* **BRIEF 1**
Identify every line of the records that contains the string "lawn". Case counts, so copy only lines where it matches exactly.

— START SOURCE EXCERPT —

Dubious wrote: ↑Mon Feb 05, 2024 1:58 amThe
regular laws of nature do not in any way preclude using imagination - providing one has the means - in creating supernatural scenarios of all kinds and all types. When or where in history has this not occurred? If nature provides the means, it cannot be outside its regular laws. A thinking machine cannot prevent coming up with its own absurdities often incipient to an advancement of actual discovery, which as default must include what we connote as metaphysical. Everything we endorse as reality in various degrees of confirmation is conceptually based. In that respect, metaphysics is valid only if the
regular laws of nature are contained in it.
...anyway, that's how I see it...for now.
A couple of notes about why the issue of *metaphysics* has continuing importance for me. First, the context. The context here has been a vehement difference of opinion between the worldview of Immanuel Can, which also includes reasoning techniques and propensities, and that of a group operating on this forum which quite simply cannot see things as he sees them. One has to define what, exactly, he is seeing, and also what his *reasoning techniques* are, in order to nail down the precise quality of his viewpoint. So we can say, fairly, that he is a *Bible literalist* which means that he takes every biblical account as a *history*. But what is the fuel or the empowering agent standing behind and lending conviction to these literalisms? Well, whatever he means by the world *faith*.

— END SOURCE EXCERPT —
— START PROVIDED DATA —

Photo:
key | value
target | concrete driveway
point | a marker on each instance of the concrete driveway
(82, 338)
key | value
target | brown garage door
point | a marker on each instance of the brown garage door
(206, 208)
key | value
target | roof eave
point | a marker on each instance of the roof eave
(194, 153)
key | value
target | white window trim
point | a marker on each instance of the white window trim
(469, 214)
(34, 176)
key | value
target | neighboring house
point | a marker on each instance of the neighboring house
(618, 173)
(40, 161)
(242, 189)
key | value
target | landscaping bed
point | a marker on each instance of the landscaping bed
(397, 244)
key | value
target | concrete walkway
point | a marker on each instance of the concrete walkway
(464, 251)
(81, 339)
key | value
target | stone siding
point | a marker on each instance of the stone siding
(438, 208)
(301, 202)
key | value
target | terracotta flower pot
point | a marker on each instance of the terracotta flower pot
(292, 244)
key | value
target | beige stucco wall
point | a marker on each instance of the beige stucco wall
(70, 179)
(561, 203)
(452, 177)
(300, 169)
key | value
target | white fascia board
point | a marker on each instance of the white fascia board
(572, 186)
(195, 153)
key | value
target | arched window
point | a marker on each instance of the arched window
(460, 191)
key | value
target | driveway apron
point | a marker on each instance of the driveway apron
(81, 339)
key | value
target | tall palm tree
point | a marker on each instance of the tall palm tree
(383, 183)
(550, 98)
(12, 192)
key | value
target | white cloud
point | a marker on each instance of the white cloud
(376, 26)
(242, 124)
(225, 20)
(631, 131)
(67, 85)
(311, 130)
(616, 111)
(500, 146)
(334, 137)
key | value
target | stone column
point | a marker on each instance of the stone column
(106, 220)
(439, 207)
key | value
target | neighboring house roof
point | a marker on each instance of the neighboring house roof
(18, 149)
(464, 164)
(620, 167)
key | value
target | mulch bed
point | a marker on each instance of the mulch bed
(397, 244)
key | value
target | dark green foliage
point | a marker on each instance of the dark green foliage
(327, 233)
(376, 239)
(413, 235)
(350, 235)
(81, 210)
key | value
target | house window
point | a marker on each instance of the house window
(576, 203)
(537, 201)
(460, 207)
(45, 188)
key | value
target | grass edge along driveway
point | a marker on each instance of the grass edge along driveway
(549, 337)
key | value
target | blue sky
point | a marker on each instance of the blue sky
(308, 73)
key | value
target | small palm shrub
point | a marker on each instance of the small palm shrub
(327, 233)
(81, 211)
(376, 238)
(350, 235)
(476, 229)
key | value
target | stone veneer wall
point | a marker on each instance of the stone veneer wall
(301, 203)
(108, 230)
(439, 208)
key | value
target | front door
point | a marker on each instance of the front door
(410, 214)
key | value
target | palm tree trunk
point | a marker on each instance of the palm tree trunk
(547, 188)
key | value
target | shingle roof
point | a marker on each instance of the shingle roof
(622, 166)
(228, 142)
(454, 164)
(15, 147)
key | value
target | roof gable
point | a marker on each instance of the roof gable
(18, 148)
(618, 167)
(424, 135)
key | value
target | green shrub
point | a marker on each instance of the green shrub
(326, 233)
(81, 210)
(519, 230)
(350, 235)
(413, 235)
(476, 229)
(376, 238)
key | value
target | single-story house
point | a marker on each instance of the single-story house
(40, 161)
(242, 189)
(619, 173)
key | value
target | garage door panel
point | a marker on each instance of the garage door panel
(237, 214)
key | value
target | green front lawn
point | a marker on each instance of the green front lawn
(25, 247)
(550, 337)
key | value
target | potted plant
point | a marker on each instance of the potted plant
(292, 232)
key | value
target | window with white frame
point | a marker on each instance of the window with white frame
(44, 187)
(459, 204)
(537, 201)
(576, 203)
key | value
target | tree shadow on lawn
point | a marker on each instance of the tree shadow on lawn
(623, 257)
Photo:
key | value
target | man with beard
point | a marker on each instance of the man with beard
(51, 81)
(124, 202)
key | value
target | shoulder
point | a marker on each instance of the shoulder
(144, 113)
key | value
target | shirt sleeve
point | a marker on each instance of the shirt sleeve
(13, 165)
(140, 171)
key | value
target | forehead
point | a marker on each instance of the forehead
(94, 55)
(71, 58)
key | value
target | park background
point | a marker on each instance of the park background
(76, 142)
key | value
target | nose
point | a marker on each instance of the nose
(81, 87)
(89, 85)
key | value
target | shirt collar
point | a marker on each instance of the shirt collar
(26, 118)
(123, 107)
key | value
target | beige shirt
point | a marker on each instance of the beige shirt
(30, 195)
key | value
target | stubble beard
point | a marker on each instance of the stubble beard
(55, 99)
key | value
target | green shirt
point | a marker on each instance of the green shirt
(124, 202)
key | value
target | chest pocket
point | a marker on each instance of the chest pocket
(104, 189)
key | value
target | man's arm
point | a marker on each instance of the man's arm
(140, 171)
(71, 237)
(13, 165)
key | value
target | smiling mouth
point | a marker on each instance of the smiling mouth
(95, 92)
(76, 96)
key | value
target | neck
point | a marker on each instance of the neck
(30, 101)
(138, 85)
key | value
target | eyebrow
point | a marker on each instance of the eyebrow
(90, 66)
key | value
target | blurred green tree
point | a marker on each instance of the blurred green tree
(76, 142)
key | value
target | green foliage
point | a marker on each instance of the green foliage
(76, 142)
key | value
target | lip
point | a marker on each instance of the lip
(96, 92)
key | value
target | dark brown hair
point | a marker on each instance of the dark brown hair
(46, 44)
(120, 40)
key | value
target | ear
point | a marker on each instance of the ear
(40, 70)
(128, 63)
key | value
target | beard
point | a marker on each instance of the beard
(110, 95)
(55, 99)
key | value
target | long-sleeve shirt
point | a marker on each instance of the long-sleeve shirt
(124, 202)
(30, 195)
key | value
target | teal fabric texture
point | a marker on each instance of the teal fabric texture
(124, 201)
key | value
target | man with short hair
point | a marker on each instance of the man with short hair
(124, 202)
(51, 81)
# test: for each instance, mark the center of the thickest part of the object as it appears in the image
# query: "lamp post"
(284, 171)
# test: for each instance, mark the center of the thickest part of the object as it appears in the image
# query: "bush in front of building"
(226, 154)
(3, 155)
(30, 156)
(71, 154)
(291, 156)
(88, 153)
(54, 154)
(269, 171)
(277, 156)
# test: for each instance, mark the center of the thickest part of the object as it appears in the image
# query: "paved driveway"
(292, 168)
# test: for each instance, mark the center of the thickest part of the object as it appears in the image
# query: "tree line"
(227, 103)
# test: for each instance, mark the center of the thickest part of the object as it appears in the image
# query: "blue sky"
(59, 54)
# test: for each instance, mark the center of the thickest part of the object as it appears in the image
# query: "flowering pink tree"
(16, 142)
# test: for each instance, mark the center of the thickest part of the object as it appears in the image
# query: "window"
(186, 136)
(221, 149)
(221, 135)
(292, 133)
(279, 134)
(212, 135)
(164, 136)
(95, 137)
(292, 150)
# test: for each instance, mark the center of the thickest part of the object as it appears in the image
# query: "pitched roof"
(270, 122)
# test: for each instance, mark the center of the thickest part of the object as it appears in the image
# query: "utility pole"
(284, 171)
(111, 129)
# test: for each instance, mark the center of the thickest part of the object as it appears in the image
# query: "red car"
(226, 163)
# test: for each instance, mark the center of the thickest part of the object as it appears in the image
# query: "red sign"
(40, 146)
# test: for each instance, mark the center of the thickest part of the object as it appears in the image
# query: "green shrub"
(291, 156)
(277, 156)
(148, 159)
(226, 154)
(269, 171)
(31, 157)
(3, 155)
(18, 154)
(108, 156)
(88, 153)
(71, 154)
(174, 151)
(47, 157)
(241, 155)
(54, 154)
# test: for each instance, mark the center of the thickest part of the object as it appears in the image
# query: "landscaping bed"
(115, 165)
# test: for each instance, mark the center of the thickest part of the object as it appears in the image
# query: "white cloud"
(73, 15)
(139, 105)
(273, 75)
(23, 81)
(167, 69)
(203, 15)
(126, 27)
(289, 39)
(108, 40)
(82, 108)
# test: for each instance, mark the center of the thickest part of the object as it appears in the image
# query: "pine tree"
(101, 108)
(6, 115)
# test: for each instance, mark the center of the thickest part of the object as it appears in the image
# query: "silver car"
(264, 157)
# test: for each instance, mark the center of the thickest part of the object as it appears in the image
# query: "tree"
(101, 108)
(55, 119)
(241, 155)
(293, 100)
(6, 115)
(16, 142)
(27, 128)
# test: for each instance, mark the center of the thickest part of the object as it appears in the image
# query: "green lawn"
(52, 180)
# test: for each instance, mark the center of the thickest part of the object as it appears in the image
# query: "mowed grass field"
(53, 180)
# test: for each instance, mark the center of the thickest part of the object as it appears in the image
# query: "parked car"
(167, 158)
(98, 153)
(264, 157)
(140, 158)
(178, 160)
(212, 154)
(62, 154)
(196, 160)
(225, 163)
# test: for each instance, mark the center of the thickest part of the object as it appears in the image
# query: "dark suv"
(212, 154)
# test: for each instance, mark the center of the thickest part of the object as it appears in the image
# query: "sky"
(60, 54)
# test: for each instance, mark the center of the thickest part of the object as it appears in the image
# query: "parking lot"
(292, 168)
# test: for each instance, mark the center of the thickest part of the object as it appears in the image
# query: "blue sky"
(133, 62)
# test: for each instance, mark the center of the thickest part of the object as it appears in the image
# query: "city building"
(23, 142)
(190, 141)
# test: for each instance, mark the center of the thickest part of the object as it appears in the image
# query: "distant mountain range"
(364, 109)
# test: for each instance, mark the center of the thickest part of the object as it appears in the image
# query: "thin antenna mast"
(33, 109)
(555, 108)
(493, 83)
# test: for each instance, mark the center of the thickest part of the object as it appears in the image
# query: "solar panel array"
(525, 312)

— END PROVIDED DATA —

* **BRIEF 2**
Answer these questions about the forum post on metaphysics, one per line:
(a) In the quoted passage, metaphysics is valid only if what is contained in it?
(b) What label does the writer apply to Immanuel Can, and what does it mean that he does?
(c) Whose worldview is set against Immanuel Can's?

* **CORRECT RESPONSE 1**
target | green front lawn
point | a marker on each instance of the green front lawn
target | tree shadow on lawn
point | a marker on each instance of the tree shadow on lawn
# query: "green lawn"

* **CORRECT RESPONSE 2**
(a) The regular laws of nature.
(b) He is a Bible literalist, which means he takes every biblical account as a history.
(c) That of a group operating on the forum that cannot see things as he sees them.